§ PASSAGE SHOWN
+++

The following function are provided at the low level:

Read unsigned integers from a buffer:
Number ruint8(buffer, endian, offset);
Number ruint16(buffer, endian, offset);
Number ruint32(buffer, endian, offset);
Number[] ruint64(buffer, endian, offset);

Read signed integers from a buffer:
Number rsint8(buffer, endian, offset);
Number rsint16(buffer, endian, offset);
Number rsint32(buffer, endian, offset);
Number[] rsint64(buffer, endian, offset);

Read floating point numbers from a buffer:
Number rfloat(buffer, endian, offset);   /* IEEE-754 Single precision */
Number rdouble(buffer, endian, offset);  /* IEEE-754 Double precision */

Write unsigned integers to a buffer:
void wuint8(Number, endian, buffer, offset);
void wuint16(Number, endian, buffer, offset);
void wuint32(Number, endian, buffer, offset);
void wuint64(Number[], endian, buffer, offset);

Write signed integers from a buffer:
void wsint8(Number, endian, buffer, offset);
void wsint16(Number, endian, buffer, offset);
void wsint32(Number, endian, buffer, offset);
void wsint64(Number[], endian, buffer offset);

Write floating point numbers from a buffer:
void wfloat(Number, buffer, endian, offset);   /* IEEE-754 Single precision */
void wdouble(Number, buffer, endian, offset);  /* IEEE-754 Double precision */

+++

§ DATASET SECTION

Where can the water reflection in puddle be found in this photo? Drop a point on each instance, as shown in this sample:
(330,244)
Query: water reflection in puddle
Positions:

+++

§ EXERCISE BRIEF
Translate the line "Read floating point numbers from a buffer:" from the buffer function listing above into Spanish.

§ EXERCISE OUTPUT
Leer números de punto flotante de un búfer: